### YOUR TASK:
Reproduce the listing word for word. Skip any image.

■ ■ ■

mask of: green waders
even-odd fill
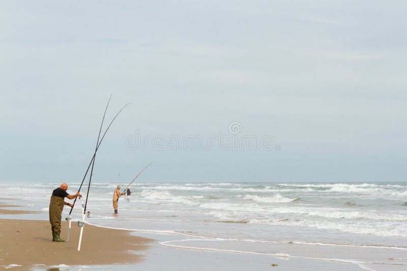
[[[61,219],[64,209],[64,198],[51,196],[49,201],[49,222],[52,231],[52,241],[65,242],[60,237],[61,234]]]

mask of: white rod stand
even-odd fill
[[[71,216],[67,216],[65,218],[65,220],[68,223],[68,237],[67,237],[67,242],[69,242],[69,231],[71,230]]]

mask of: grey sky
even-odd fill
[[[0,180],[404,181],[402,1],[0,1]],[[132,151],[273,136],[279,151]]]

■ ■ ■

### THE SOLUTION:
mask of: green waders
even-odd fill
[[[61,219],[64,209],[64,198],[51,196],[49,201],[49,222],[52,231],[52,241],[65,242],[60,237],[61,234]]]

mask of: white rod stand
even-odd fill
[[[71,216],[67,216],[65,218],[65,220],[68,223],[68,237],[67,237],[67,242],[69,242],[69,231],[71,230]]]

mask of: grey sky
even-odd fill
[[[0,180],[404,181],[402,1],[0,1]],[[132,151],[273,136],[279,151]]]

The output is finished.